GOAL OF THE EXERCISE:
Duplicate word for word the part of the Victorian outdoor dining text that opens with the words containing "Minister for Planning, Richard" and closes with "a planning permit.".

TEXT SHOWN:
===

On 21 October 2020, the Victorian Government made an announcement which will benefit the hospitality sector after being hit by COVID-19 and ensuring the sector can make a smooth transition to outdoor dining by streamlining planning approvals.
Minister for Planning, Richard Wynne, announced yesterday that existing pubs, restaurants, cafes and other food and drink venues can use existing outdoor spaces, as well as nearby parks and public land to accommodate and serve patrons without the need for a planning permit.
The exemptions being made under planning amendment VC139 will allow venues to capitalise on open spaces including streets, footpaths and carparks to add to venue capacity while restrictions reduce the number of patrons allowed for indoor dining. Businesses covered by the exemptions include restaurants, cafes, bars, hotels, function and reception centres and wineries.
What the amendment does?
The amendment amends clause 52.18 (State of emergency exemption) of Victoria Planning Provisions and all planning schemes to support Victoria’s social and economic recovery from the coronavirus (COVID-19) pandemic through temporary planning scheme and permit condition exemptions that enable outdoor dining and facilitate the reopening and safe operation of restaurants and other food and drink businesses.
The exemptions will operate when a state of emergency declaration under the Public Health and Wellbeing Act 2008 in relation to coronavirus is in force and for 12 months after.
The new planning exemptions will support the hospitality industry by enabling businesses to better plan and use their own land and expand onto adjoining land to accommodate more patrons while the number of patrons is determined by social distancing guidelines.
The new provisions also provide exemptions from the need to obtain planning permits for construction of temporary buildings, the provision of car parking, and the sale and consumption of liquor – subject to conditions.
The amendment includes conditions that limit the hours during which outdoor dining in, or close to, residential zones can occur and require the use of land under the exemptions to not unreasonably affect the amenity of the neighbourhood through noise and other emissions.
Conditions also apply for construction of temporary buildings, limiting the exemptions to temporary and moveable buildings which must be removed from the land before the end of the exemption period and including conditions that limit the height of buildings and require buildings to be set back from adjacent land in a residential zone ensuring the normal planning scheme requirements continue to apply to existing buildings in the Heritage Overlay.
The exemptions apply to permits issued before the approval date of the amendment only, giving businesses more flexibility about how they use their own land in order to comply with public health guidelines. The exemptions will apply while Victoria remains under a State of Emergency, and for 12 months after the State of Emergency has been lifted. Liquor licence, public health matters and public land manager requirements may still need to be met along with council administered local laws.

===

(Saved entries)
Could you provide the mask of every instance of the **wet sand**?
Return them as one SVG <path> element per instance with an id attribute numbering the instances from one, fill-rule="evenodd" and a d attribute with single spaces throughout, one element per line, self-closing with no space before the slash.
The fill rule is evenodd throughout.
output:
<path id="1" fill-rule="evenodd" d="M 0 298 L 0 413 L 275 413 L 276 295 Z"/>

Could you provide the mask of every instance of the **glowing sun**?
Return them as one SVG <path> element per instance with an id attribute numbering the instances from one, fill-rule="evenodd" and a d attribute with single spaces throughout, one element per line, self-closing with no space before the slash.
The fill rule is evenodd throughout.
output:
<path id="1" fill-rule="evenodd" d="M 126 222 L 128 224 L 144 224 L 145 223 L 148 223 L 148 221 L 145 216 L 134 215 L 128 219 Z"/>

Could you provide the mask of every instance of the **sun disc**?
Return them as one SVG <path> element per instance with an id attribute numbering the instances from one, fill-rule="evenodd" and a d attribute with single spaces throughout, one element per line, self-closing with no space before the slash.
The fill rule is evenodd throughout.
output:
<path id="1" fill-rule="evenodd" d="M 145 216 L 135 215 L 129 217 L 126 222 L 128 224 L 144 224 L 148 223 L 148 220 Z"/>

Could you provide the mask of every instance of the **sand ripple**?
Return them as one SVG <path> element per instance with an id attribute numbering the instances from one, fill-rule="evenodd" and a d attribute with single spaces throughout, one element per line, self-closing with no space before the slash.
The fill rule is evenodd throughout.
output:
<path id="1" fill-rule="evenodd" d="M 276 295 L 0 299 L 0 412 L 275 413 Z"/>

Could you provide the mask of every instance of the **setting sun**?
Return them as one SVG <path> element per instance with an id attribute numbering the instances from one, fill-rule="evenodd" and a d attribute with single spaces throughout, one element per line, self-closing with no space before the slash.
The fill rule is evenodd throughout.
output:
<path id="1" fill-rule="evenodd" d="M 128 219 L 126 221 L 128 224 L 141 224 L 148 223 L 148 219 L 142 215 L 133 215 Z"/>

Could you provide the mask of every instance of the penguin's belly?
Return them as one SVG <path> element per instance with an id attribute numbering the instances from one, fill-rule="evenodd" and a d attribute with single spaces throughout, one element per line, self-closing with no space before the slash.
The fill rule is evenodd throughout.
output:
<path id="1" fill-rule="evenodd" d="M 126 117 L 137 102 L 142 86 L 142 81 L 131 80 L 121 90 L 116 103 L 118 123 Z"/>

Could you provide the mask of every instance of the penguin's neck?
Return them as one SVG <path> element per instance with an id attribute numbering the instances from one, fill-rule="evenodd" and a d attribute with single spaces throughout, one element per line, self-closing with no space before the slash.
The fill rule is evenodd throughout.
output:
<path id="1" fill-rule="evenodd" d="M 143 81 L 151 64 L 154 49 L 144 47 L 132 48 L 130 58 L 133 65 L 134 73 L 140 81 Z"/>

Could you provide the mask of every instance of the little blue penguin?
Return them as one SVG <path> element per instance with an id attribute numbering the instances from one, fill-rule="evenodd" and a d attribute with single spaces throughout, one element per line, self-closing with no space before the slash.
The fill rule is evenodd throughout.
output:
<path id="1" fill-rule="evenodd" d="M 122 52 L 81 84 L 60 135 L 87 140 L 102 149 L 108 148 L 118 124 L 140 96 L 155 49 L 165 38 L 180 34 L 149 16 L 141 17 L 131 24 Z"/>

===

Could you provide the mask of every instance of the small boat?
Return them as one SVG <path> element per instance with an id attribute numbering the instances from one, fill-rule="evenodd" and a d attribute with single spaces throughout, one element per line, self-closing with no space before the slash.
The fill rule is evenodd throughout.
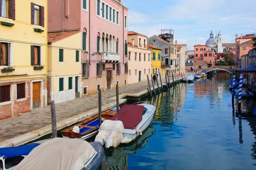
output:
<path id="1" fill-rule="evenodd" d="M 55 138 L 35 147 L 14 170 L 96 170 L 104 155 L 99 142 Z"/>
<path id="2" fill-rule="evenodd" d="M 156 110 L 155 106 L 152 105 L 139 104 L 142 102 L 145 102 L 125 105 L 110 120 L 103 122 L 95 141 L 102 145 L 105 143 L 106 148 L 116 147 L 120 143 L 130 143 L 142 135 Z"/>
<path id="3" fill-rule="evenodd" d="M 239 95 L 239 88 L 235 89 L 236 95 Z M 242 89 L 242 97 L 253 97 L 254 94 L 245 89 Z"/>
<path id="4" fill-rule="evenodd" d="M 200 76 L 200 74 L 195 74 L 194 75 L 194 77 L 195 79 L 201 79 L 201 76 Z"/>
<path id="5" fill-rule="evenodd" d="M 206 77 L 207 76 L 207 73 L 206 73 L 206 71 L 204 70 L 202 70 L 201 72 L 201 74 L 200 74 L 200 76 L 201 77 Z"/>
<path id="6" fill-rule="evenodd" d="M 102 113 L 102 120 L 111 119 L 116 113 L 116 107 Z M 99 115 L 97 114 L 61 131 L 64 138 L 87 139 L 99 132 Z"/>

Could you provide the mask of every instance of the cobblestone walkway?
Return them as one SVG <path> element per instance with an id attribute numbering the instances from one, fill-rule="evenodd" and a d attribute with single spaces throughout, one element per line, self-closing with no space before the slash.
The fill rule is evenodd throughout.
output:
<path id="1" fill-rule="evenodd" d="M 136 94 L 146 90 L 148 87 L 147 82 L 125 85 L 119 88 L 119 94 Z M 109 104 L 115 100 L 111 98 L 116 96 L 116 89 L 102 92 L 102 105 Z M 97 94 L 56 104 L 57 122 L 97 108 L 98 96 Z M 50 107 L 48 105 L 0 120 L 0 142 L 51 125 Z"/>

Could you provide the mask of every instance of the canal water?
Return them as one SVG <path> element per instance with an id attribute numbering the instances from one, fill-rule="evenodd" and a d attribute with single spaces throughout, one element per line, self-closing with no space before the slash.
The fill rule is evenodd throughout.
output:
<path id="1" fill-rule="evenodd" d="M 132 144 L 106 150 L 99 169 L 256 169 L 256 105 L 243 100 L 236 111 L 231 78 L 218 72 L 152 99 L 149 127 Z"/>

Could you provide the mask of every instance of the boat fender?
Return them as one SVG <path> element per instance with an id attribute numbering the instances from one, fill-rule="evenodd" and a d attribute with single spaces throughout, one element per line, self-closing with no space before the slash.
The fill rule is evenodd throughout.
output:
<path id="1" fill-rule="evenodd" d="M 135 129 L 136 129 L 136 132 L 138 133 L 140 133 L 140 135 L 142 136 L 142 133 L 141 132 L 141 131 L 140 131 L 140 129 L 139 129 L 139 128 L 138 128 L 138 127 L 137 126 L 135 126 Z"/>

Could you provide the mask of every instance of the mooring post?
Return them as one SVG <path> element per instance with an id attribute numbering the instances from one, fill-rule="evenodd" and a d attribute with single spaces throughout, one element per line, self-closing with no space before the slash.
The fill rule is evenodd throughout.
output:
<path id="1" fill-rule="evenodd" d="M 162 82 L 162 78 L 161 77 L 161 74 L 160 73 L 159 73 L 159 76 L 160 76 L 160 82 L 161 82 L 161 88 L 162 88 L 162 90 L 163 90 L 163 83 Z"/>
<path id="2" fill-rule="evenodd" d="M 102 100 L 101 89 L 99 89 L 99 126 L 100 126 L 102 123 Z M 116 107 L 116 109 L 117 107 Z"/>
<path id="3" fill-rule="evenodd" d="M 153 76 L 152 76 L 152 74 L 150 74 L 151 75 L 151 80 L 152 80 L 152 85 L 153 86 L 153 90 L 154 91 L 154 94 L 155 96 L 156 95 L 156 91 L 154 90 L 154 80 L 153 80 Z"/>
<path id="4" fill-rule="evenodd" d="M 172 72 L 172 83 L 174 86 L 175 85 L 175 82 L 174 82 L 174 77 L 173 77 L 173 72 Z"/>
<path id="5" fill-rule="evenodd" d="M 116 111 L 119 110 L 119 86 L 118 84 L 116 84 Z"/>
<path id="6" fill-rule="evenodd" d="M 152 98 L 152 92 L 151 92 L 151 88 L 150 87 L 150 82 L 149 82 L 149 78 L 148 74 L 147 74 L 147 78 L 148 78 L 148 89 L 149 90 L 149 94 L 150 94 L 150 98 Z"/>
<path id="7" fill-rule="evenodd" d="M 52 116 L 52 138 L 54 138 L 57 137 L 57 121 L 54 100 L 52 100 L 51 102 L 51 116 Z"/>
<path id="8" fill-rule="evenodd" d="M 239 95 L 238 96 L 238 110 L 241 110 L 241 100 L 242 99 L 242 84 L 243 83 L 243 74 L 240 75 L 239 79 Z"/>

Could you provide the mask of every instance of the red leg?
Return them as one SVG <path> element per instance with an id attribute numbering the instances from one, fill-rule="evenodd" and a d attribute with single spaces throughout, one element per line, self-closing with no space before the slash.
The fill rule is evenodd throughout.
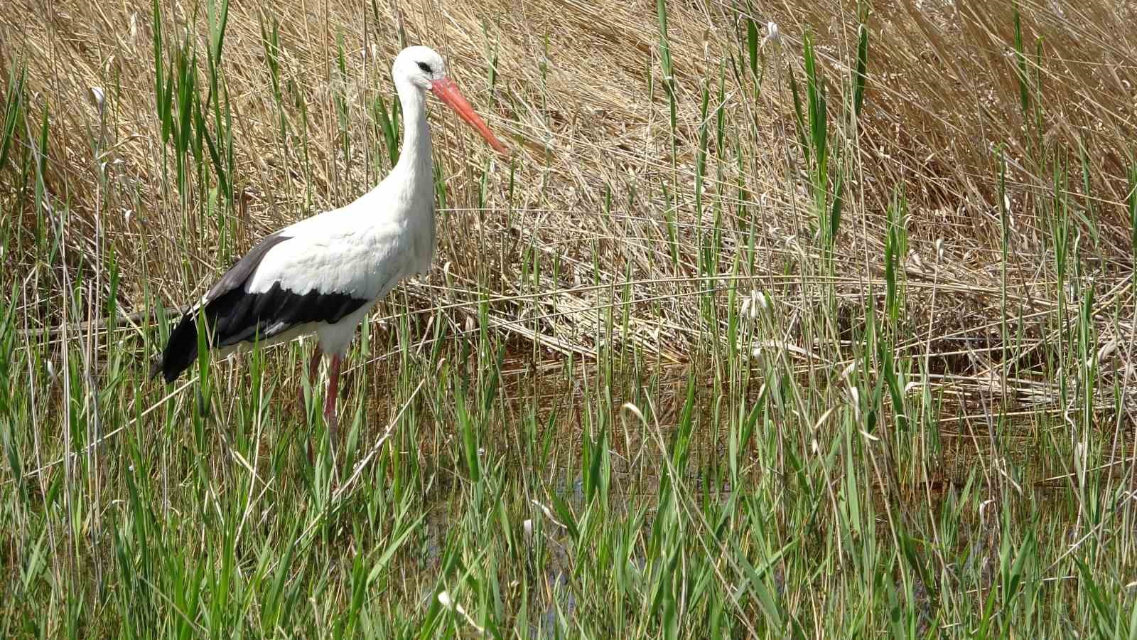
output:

===

RESULT:
Minister for Planning, Richard Wynne, announced yesterday that existing pubs, restaurants, cafes and other food and drink venues can use existing outdoor spaces, as well as nearby parks and public land to accommodate and serve patrons without the need for a planning permit.